-------- Data extracts
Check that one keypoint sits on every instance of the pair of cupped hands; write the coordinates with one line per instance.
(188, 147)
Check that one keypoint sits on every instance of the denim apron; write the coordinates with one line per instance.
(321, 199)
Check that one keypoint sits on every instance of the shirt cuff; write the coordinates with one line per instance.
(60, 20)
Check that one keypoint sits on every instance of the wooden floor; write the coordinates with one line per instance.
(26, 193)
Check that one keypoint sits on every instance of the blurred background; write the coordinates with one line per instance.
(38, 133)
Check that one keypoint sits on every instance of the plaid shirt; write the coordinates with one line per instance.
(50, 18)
----------------
■ **Problem statement**
Copy every record exactly, leaving each line intact.

■ **Reply to the exercise**
Check that one keypoint sits on every instance of the pair of cupped hands; write the coordinates with one line per instance.
(188, 147)
Check that one keypoint sits on every instance of the denim apron; write the coordinates with one line per instance.
(321, 199)
Check that one keypoint sits on every instance of the shirt cuff; write the coordinates with one line per instance.
(60, 20)
Check that one keypoint sits on every instance of the wooden floor; write the coordinates with one line per instance.
(26, 193)
Check that one keypoint sits on every instance of the blurred background; write the coordinates with one line per instance.
(38, 133)
Check that one keypoint sits on every instance of the plaid shirt; write the coordinates with one line per instance.
(50, 18)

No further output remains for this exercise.